-- Start DATASET ROWS --

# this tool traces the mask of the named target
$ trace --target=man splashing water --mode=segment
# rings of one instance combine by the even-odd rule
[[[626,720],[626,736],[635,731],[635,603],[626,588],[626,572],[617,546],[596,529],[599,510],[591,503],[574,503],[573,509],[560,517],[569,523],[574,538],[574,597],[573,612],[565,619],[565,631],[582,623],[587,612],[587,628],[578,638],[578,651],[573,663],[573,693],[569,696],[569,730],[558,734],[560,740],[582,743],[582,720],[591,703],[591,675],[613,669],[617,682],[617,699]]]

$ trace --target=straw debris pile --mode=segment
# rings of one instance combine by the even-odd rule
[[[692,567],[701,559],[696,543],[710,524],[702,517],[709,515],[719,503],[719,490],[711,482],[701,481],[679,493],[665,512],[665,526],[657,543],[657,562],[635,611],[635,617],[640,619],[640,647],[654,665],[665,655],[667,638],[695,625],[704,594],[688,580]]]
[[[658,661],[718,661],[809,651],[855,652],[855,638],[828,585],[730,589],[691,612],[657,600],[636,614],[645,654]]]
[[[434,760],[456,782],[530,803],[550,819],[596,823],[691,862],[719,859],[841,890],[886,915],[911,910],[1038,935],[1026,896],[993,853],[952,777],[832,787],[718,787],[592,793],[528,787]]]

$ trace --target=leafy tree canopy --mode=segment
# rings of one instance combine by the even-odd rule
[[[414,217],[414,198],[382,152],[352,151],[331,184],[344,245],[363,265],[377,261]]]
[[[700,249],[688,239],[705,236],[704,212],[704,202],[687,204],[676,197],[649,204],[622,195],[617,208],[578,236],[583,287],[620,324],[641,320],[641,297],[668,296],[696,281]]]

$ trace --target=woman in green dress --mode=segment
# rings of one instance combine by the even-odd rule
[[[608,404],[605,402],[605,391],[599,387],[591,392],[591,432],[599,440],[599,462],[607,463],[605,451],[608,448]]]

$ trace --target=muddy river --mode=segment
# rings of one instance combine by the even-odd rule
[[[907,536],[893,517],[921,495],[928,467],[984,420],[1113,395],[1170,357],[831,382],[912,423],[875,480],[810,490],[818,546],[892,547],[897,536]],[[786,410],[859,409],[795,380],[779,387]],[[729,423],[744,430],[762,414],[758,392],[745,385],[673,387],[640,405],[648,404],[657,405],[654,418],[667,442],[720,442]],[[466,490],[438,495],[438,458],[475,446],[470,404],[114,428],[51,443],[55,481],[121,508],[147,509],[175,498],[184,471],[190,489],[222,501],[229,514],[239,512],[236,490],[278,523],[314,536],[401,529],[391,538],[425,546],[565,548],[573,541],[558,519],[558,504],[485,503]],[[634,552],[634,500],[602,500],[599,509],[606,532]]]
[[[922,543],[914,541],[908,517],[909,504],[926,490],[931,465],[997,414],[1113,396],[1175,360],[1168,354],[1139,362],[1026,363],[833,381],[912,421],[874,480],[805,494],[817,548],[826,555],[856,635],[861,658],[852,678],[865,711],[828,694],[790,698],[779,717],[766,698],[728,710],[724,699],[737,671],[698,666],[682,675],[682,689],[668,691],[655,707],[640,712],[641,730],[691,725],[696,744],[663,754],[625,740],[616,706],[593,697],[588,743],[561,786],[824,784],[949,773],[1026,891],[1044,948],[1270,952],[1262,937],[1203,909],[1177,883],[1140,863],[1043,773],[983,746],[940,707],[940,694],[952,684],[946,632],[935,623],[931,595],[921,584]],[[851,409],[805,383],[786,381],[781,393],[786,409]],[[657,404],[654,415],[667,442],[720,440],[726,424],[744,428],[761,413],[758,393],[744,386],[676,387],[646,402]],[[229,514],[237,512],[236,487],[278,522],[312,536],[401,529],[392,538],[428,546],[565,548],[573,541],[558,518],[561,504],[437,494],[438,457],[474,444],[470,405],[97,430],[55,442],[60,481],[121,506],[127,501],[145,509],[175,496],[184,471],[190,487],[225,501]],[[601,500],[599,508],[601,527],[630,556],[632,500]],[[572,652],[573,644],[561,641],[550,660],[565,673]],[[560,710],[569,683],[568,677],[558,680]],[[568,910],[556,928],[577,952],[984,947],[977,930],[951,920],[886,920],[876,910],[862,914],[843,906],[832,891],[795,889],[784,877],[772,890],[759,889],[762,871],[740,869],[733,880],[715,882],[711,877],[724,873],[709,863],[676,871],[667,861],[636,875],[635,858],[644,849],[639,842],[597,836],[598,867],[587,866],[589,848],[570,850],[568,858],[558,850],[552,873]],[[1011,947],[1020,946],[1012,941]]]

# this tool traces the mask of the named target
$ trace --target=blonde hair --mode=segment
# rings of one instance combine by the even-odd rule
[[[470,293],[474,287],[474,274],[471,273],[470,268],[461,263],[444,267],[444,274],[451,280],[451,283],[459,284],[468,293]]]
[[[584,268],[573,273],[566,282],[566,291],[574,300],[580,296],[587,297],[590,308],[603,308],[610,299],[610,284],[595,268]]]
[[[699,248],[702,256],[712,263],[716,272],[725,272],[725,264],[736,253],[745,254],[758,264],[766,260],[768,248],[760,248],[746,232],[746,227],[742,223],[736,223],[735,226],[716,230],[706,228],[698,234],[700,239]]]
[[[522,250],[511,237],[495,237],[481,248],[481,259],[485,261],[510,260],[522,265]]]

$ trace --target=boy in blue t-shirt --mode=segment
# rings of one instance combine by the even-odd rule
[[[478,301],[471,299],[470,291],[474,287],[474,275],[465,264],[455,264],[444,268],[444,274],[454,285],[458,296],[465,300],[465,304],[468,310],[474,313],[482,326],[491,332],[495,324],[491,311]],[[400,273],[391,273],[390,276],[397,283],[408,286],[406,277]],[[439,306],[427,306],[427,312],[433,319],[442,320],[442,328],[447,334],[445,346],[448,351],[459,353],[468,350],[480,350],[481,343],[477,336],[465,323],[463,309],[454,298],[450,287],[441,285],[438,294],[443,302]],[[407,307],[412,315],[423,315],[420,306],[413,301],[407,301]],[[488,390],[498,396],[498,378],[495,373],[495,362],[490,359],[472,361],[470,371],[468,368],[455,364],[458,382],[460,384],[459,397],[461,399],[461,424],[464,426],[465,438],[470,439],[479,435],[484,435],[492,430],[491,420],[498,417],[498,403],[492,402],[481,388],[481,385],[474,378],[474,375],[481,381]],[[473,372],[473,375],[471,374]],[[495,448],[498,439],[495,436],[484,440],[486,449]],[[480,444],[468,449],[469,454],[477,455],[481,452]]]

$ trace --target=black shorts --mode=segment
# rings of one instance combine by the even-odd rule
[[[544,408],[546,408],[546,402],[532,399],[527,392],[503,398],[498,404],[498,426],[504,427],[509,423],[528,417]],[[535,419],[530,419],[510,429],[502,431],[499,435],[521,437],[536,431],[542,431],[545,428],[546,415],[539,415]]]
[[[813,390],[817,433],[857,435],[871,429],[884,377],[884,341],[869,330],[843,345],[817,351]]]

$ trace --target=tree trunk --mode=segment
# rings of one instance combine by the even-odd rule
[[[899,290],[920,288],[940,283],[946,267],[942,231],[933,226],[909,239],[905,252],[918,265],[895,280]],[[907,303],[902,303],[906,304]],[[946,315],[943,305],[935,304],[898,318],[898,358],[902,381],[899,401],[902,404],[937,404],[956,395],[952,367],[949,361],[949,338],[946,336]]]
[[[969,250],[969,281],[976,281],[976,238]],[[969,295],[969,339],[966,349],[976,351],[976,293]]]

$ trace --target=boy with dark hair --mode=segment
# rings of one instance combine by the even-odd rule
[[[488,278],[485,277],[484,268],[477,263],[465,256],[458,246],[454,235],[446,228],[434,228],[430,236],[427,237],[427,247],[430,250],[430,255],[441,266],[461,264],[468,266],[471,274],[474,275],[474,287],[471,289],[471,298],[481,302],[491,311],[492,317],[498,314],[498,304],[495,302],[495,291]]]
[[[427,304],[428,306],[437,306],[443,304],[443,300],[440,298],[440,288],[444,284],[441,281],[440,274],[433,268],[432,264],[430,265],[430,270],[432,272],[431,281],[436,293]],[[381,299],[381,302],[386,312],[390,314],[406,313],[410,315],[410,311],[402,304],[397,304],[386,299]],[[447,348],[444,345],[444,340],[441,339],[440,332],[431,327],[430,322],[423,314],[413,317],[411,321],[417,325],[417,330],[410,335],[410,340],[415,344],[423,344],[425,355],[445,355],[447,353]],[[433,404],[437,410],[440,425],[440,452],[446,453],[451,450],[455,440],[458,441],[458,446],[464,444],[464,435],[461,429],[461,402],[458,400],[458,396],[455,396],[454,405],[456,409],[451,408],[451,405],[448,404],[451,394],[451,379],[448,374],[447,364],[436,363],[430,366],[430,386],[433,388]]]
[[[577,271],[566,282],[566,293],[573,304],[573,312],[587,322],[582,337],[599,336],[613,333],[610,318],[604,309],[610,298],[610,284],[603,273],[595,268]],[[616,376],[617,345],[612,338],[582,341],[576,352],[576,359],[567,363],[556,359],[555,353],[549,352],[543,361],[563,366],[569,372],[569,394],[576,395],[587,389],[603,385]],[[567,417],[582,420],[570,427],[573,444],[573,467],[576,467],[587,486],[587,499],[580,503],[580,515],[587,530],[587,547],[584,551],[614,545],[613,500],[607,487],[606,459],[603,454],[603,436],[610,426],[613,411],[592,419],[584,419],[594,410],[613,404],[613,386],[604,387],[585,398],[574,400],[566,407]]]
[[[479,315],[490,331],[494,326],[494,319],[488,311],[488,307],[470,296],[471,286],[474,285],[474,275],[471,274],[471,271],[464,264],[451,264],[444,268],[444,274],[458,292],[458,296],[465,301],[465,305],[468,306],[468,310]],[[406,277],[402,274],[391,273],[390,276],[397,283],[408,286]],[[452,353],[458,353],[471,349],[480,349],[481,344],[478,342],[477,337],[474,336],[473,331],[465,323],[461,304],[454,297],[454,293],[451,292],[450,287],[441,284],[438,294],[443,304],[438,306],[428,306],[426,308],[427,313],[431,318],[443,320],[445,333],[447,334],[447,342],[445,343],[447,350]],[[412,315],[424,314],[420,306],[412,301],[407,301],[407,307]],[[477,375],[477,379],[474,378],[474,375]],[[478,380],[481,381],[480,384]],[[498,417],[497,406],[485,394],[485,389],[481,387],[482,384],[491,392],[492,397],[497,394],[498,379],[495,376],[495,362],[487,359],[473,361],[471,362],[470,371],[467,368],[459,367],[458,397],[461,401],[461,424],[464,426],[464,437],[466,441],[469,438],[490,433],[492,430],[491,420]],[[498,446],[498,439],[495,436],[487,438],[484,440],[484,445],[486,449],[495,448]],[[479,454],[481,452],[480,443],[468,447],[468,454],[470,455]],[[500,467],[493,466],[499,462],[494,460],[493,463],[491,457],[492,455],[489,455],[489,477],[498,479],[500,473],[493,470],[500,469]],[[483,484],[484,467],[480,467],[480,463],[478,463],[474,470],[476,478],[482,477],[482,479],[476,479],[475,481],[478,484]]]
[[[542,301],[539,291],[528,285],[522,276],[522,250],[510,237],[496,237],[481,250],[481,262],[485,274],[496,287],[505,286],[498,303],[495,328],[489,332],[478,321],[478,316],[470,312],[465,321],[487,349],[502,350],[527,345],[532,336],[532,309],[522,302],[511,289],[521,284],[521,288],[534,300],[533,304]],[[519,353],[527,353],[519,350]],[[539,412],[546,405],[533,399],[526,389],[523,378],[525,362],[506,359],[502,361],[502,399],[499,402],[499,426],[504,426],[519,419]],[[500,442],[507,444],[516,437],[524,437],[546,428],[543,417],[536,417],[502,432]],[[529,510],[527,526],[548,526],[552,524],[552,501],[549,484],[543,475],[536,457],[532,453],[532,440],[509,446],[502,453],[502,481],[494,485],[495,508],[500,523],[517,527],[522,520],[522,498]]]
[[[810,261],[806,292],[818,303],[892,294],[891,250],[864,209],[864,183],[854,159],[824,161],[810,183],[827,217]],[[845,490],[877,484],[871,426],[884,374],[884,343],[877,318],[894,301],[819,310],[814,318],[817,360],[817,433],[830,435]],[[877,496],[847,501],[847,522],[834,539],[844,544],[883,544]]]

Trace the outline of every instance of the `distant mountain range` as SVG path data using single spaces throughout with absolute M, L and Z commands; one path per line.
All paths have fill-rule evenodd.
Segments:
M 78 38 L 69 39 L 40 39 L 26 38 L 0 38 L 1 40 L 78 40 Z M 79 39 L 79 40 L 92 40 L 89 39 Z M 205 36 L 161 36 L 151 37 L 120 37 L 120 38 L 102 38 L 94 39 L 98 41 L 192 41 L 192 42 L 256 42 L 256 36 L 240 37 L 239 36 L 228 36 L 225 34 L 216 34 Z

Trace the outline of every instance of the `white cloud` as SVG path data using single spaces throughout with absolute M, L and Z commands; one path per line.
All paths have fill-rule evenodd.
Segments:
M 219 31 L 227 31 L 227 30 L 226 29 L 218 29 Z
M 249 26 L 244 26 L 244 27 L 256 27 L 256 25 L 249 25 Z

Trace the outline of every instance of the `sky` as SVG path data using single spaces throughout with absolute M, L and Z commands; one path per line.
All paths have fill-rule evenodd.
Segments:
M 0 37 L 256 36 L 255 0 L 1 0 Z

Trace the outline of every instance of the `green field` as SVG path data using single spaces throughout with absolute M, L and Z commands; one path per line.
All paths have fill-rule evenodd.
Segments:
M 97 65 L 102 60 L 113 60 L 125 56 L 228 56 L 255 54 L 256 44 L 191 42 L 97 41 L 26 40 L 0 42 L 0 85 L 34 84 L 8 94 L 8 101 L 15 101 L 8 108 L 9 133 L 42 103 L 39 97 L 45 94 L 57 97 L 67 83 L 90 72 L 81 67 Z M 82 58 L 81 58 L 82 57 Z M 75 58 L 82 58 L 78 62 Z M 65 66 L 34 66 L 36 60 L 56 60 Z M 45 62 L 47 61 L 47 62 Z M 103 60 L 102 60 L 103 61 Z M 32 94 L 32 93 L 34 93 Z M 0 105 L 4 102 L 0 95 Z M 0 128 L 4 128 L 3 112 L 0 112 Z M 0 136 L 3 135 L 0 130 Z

-- End DATASET ROWS --

**OBJECTIVE**
Please pick out each line of the material above that contains the string "throughout", matching case exactly.

**ANSWER TO THIS PROBLEM**
Trace the outline of every instance of the `distant mountain range` as SVG path data using single spaces throughout with absolute M, L and Z commands; one path per line.
Trace the outline of every instance of the `white cloud` as SVG path data using single spaces throughout with absolute M, L and Z commands; one path per line.
Trace the outline of every instance of the `sky` as SVG path data using single spaces throughout with absolute M, L and Z commands; one path per line.
Trace the outline of every instance of the `green field` as SVG path data using single spaces throughout with absolute M, L and Z commands; one path per line.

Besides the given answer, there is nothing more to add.